● Problem to work on:
Where a line of the following data contains the string "point", include it in the tally. Report the total alone.
= Beginning of Section =
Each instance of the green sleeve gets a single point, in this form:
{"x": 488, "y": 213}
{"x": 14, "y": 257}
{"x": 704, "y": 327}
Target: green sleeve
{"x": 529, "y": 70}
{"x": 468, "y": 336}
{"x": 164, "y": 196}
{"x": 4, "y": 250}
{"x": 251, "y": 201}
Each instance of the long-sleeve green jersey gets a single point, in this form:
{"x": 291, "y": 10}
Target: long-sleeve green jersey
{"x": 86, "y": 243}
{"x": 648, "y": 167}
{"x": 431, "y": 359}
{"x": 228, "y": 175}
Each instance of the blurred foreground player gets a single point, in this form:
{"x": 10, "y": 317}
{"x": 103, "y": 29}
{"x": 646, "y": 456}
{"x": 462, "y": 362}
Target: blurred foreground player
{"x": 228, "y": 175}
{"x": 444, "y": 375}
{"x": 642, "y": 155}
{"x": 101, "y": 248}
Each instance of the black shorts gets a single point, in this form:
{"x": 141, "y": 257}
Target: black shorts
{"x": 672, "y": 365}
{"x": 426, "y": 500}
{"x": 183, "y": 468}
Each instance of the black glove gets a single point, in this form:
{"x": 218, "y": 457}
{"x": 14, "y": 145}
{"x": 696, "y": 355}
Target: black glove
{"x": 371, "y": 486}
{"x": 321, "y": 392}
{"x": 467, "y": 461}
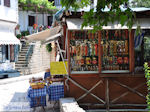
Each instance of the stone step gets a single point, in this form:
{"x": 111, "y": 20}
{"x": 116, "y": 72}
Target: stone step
{"x": 21, "y": 62}
{"x": 23, "y": 52}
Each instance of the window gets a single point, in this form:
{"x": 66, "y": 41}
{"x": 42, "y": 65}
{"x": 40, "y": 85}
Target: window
{"x": 50, "y": 19}
{"x": 83, "y": 52}
{"x": 7, "y": 3}
{"x": 31, "y": 20}
{"x": 52, "y": 1}
{"x": 1, "y": 56}
{"x": 142, "y": 50}
{"x": 115, "y": 51}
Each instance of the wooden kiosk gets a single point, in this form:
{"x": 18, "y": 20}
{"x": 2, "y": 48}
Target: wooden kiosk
= End of Section =
● Task result:
8